What the exercise asks:
Copy the items below from their first line up to and including the line with "column 118, row 212", changing "terrace embankment" to "retaining wall" and leaving everything else as it is.

+++

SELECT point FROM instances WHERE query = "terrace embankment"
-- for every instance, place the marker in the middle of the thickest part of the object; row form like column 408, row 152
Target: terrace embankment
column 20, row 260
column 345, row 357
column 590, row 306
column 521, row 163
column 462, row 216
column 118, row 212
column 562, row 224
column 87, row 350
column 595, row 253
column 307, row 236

+++

Task response:
SELECT point FROM instances WHERE query = "retaining wall"
-- for every instance, place the marker in the middle of the thickest part of the object; row form like column 408, row 152
Target: retaining wall
column 20, row 260
column 345, row 357
column 590, row 306
column 521, row 163
column 462, row 216
column 118, row 212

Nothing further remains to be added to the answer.